An audit approved unanimously by the California Legislature’s audit committee will evaluate how the state procures dental coverage for its 600,000 employees, retirees and dependents with a specific evaluation of the Department of Human Resources’ current contract with Delta Dental.
CalHR has contracted exclusively with Delta Dental of California, the largest insurer in the state and one of the largest nationwide, to provide dental benefits coverage for the state’s employees since 1984, yet concerns about cost, competition and access are increasing.
Sen. Dave Cortese (D-San Jose) proposed the audit in the committee’s June 1 hearing stating that despite decades of inflation and recent hikes in healthcare costs, Delta Dental’s maximum benefit amount for services has remained at just $2,000 on certain plans for over 40 years. CDA has been collaborating with Sen. Cortese and strongly supports the audit.
State employees, retirees struggling with inadequate coverage for dental treatment
As noted in the audit request, more state employees are reporting that their dentist is no longer in network with Delta Dental, confirming that more dentists are finding their contracts with Delta Dental unsustainable. Simultaneously, retired state employees are reporting difficulties using the dental benefits they still earn as part of their total compensation package because the coverage is inadequate for their needs.

## Supplied records
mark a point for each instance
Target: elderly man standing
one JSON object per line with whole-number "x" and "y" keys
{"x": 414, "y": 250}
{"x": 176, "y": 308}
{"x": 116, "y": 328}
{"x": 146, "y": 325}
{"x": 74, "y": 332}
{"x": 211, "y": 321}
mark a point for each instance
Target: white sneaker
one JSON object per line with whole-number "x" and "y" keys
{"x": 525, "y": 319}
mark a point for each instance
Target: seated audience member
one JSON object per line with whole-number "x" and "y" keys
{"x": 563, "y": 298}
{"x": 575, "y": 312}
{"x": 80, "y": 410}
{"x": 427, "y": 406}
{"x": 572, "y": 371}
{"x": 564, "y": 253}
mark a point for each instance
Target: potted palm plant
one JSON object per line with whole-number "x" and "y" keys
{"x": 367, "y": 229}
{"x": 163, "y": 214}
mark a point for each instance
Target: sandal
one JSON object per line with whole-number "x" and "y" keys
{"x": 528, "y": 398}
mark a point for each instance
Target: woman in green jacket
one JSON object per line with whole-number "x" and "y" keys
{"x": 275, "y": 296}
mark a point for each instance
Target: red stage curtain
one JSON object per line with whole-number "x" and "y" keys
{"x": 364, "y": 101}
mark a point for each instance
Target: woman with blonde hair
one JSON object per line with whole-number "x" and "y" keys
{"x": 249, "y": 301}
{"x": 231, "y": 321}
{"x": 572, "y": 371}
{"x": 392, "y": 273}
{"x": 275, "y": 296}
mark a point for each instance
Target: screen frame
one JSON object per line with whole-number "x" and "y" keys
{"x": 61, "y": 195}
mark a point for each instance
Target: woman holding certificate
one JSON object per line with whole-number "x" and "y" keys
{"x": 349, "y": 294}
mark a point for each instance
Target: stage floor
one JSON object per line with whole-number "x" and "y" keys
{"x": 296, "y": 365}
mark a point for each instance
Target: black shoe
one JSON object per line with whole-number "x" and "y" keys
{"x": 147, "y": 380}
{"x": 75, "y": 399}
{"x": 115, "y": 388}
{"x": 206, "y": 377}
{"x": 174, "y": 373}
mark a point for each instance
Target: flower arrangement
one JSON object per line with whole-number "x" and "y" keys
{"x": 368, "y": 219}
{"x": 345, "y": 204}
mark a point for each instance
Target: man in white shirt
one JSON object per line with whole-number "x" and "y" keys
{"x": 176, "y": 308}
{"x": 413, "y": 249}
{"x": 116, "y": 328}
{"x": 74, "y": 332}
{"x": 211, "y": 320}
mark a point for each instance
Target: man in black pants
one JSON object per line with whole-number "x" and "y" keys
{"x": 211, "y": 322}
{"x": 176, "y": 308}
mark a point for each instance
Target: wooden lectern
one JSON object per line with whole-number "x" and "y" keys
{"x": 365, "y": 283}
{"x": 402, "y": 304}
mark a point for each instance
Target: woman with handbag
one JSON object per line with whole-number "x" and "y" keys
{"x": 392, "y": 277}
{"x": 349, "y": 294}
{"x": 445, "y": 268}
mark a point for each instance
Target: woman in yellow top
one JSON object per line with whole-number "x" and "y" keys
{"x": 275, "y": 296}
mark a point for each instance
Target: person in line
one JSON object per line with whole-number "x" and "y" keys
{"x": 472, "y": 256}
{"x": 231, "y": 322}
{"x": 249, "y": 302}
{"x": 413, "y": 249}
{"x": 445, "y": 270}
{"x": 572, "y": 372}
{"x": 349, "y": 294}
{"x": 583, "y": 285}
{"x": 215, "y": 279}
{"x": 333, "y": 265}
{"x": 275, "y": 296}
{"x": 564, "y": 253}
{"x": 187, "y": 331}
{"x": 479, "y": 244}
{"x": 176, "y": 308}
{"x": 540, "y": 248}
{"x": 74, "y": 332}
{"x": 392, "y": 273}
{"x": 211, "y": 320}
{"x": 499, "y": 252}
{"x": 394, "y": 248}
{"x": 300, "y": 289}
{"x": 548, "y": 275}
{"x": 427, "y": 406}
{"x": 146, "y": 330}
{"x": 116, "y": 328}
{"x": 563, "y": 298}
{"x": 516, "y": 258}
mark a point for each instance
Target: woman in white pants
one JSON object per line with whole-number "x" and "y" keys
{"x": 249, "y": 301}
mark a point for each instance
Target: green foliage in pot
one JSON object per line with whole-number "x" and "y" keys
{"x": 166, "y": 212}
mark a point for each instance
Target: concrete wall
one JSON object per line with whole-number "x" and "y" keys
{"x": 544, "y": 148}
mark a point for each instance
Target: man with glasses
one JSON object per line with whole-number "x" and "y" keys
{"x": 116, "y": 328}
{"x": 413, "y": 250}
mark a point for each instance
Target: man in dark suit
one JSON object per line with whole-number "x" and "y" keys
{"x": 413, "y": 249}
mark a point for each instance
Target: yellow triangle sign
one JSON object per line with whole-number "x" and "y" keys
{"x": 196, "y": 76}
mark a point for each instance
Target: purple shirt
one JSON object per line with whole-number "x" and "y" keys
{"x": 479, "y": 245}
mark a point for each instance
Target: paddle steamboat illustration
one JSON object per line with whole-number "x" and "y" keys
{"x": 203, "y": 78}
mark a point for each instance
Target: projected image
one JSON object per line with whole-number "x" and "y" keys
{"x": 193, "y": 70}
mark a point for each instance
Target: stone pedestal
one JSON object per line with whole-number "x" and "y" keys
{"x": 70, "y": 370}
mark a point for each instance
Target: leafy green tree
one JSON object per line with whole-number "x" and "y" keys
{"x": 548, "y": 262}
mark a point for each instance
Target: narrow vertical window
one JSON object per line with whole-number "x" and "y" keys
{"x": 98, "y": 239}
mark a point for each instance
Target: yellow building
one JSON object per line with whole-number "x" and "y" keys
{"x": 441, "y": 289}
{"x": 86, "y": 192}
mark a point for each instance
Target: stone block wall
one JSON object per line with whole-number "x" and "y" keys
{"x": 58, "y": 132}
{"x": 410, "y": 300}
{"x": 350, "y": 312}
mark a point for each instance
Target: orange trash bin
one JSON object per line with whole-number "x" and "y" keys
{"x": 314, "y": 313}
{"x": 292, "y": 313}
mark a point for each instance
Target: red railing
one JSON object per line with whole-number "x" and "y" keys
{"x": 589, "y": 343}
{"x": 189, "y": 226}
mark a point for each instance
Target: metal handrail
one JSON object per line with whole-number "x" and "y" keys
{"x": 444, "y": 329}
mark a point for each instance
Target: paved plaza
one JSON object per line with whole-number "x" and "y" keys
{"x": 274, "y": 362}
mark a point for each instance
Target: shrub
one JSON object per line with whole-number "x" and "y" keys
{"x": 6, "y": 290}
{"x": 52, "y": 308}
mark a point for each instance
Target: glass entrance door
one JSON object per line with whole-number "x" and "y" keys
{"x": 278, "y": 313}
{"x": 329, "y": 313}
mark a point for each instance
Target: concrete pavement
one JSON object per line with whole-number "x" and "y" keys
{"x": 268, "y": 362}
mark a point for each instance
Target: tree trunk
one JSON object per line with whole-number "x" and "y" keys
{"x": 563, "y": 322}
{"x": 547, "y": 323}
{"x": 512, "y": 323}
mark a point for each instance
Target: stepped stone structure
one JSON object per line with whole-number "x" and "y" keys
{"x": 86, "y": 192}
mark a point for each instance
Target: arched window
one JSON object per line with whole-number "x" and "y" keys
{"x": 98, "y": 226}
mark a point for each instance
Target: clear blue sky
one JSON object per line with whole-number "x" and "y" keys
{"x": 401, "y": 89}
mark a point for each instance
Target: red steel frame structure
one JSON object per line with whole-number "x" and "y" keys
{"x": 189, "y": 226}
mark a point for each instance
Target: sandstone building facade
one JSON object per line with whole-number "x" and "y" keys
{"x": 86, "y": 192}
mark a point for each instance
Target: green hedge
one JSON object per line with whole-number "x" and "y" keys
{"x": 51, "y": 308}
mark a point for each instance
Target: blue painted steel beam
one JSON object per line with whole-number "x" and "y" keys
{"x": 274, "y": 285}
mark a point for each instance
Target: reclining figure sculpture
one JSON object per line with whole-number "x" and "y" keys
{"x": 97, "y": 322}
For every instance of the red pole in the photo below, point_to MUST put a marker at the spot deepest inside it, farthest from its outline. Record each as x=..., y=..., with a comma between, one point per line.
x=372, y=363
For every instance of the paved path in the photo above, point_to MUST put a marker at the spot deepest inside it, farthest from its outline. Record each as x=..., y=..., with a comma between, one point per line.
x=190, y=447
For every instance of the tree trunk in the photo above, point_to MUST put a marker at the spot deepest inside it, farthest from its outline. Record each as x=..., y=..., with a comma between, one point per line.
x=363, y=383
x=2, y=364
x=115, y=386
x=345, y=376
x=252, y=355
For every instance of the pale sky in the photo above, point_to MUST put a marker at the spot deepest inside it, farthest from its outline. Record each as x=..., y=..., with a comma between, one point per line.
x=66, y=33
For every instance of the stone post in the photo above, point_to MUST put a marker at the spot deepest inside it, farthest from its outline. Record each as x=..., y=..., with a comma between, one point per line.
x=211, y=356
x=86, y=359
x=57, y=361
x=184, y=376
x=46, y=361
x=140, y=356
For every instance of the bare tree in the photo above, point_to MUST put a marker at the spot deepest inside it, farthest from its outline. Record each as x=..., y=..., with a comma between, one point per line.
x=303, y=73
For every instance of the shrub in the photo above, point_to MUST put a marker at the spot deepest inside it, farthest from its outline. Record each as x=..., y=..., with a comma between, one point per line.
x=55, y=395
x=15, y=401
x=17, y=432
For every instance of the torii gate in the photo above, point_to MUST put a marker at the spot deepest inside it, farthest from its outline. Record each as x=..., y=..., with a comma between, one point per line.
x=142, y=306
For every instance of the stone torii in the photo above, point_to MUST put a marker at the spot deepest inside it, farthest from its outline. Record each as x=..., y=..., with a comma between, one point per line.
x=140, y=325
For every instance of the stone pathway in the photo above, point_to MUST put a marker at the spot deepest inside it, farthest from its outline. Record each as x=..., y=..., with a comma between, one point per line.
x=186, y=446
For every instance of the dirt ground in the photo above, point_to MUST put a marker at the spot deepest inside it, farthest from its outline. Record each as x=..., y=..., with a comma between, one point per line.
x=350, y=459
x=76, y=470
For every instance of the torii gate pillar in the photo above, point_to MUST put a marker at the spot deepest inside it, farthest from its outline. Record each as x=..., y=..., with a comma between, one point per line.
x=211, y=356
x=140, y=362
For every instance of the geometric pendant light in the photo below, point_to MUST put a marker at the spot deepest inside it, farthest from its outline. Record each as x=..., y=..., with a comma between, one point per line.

## Required work
A) Copy the article on the dental coverage audit from "CalHR has contracted" up to and including "access are increasing.".
B) Answer these questions from the article on the dental coverage audit:
(i) How many state employees, retirees and dependents are covered by the dental coverage the audit will evaluate?
(ii) Since what year has CalHR contracted exclusively with Delta Dental of California?
(iii) What maximum benefit amount has stayed unchanged on certain plans for over 40 years?
C) Pick up the article on the dental coverage audit after its final sentence and continue it.
The lines are separate material, unconnected to the article on the dental coverage audit.

## Expected outputs
A)
CalHR has contracted exclusively with Delta Dental of California, the largest insurer in the state and one of the largest nationwide, to provide dental benefits coverage for the state’s employees since 1984, yet concerns about cost, competition and access are increasing.

B)
(i) 600,000
(ii) 1984
(iii) $2,000

C)
“Retirees, who are on fixed incomes and often require more extensive dental work, are paying tens of thousands of dollars out-of-pocket for critical operations or avoiding oral care altogether,” Cortese said at the hearing.
CDA, representing its 27,000-plus member-dentists and their patients, the California State Retirees organization, as well as Sen. Christopher Cabaldon (D-Yolo), Sen. Brian Jones (R-San Diego) and Assemblymember Rhodesia Ransom (D-Stockton), all spoke in favor of the audit.
Objective: Understand employees’ limitations using their Delta Dental benefit
The audit’s primary objectives are:
- Review and evaluate CalHR’s policies, procedures and processes for procuring dental insurance plan contracts, including processes for soliciting and reviewing bids from prospective companies and promoting fair and competitive procurements.
- Assess CalHR’s process for determining industry standards for pricing and options of care, including how it determines the reasonableness of annual maximums.
- Review available data from the last five years to identify information related to active state employees and retirees’ use of their Delta Dental plan coverage, average out-of-pocket expense, dentists’ reasons for leaving Delta Dental and whether Delta Dental offered remedies to the providers.
- Evaluate CalHR’s oversight of its current contracts with dental insurance companies.
- Evaluate CalHR’s current dental insurance benefit contract with Delta Dental.
As part of objective 5, the audit will seek to learn whether CalHR has renegotiated or plans to renegotiate any terms of its contract with Delta Dental to address the changing needs of beneficiaries—the state’s 600,000 employees, retirees and plan dependents.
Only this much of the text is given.